• **TASK DETAILS**:
Go through the records below and copy out every line holding "positive".

━━━━━━━━━━━━━━━━━━━━━━━━━━━━━━

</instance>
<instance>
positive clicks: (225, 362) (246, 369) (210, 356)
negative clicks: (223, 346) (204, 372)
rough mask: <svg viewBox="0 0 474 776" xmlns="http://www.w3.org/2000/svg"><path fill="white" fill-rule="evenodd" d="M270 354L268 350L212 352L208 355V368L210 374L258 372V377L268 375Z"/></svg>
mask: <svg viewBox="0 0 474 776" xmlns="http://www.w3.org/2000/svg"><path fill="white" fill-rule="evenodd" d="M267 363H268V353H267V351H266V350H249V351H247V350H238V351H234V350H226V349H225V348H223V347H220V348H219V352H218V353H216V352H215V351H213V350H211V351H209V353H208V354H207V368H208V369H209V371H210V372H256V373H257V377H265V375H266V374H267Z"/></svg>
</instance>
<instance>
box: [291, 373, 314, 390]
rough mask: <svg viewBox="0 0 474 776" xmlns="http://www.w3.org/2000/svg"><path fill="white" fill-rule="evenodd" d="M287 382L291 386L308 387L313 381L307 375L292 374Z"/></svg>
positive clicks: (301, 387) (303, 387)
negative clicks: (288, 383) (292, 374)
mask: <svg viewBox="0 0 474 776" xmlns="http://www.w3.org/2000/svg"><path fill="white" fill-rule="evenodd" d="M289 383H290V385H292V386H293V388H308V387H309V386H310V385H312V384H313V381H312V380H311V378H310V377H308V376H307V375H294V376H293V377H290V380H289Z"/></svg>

━━━━━━━━━━━━━━━━━━━━━━━━━━━━━━

• **YOUR RESPONSE**:
positive clicks: (225, 362) (246, 369) (210, 356)
positive clicks: (301, 387) (303, 387)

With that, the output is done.